■ Instructions to follow
Extract everything from "2. Increases muscle" down to "wholesome, protein-rich diets." in the passage on BCAA benefits below, copying it word for word.

■ Given passage
┄┄┄┄┄┄

2. Increases muscle growth
Consuming BCAA supplements will not only help speed up your muscle growth, but also protect and preserve your muscle mass. This links back to how the breakdown of muscle protein is prevented when BCAA is present in the body. As a result, the muscle proteins remain preserved and unconsumed, protecting your muscle mass overall. Thanks to leucine, BCAA benefits your body by stimulating muscle protein synthesis and activating enzymes functional to build muscle, caving way for faster growth though studies have proven that other amino acids still need to be present in the body in order for the result to be at its optimum. Weightlifters especially can benefit from these amino acids to a great extent when taken in combination with wholesome, protein-rich diets.
3. Reduces fatigue and muscle soreness
We all know what the aftermath of an intense workout is-the soreness and fatigue you get afterwards can be such a distress! A study consisting of a team of people involved in strength-training exercises found that participants who were put on BCAA supplements rated their soreness 33% lower than those who were put on a placebo. This has been associated with BCAA’s ability to prevent muscle protein breakdown as well as muscle damage; the amino acids have been proven to bring down the level of creatine kinase, one of the main indicators of muscle damage. BCAA also contributes to the conversion of serotonin in your brain from the amino acid tryptophan, thus maintaining a “feel-good” mood while and after you work out.

┄┄┄┄┄┄

■ Collected data
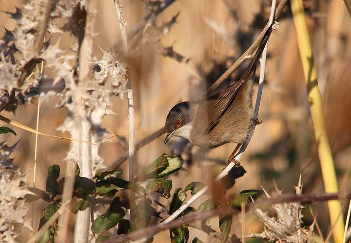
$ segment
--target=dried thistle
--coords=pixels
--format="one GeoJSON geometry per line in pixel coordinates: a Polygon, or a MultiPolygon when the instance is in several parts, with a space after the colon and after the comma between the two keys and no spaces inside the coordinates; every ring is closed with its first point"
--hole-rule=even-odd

┄┄┄┄┄┄

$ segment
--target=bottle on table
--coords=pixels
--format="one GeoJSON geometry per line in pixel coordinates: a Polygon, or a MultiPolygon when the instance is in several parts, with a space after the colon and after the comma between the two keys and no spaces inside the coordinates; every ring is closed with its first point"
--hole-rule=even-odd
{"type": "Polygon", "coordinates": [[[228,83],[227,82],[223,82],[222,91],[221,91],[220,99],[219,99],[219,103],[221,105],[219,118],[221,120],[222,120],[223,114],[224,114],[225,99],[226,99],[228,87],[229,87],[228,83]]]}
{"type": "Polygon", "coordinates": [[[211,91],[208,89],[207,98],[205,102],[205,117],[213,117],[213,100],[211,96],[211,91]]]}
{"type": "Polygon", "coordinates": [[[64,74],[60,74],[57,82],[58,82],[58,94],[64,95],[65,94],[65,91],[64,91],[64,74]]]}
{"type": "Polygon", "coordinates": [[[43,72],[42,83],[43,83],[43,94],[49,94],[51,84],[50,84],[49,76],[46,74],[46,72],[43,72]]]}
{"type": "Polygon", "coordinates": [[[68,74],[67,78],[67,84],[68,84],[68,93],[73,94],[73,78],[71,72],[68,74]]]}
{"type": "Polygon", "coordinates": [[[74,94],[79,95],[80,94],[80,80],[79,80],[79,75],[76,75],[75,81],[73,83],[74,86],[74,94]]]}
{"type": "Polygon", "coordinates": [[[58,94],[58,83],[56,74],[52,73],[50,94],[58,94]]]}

┄┄┄┄┄┄

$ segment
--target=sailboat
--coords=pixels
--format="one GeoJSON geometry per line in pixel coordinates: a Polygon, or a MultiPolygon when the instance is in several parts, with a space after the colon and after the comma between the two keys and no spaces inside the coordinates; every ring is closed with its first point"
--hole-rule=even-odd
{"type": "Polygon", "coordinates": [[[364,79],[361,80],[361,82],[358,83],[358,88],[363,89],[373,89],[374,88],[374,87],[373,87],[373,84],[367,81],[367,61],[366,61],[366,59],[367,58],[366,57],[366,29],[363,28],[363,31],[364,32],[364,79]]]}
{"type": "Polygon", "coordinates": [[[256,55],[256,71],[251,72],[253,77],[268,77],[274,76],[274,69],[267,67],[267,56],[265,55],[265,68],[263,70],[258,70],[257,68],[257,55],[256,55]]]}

┄┄┄┄┄┄

■ Result below
2. Increases muscle growth
Consuming BCAA supplements will not only help speed up your muscle growth, but also protect and preserve your muscle mass. This links back to how the breakdown of muscle protein is prevented when BCAA is present in the body. As a result, the muscle proteins remain preserved and unconsumed, protecting your muscle mass overall. Thanks to leucine, BCAA benefits your body by stimulating muscle protein synthesis and activating enzymes functional to build muscle, caving way for faster growth though studies have proven that other amino acids still need to be present in the body in order for the result to be at its optimum. Weightlifters especially can benefit from these amino acids to a great extent when taken in combination with wholesome, protein-rich diets.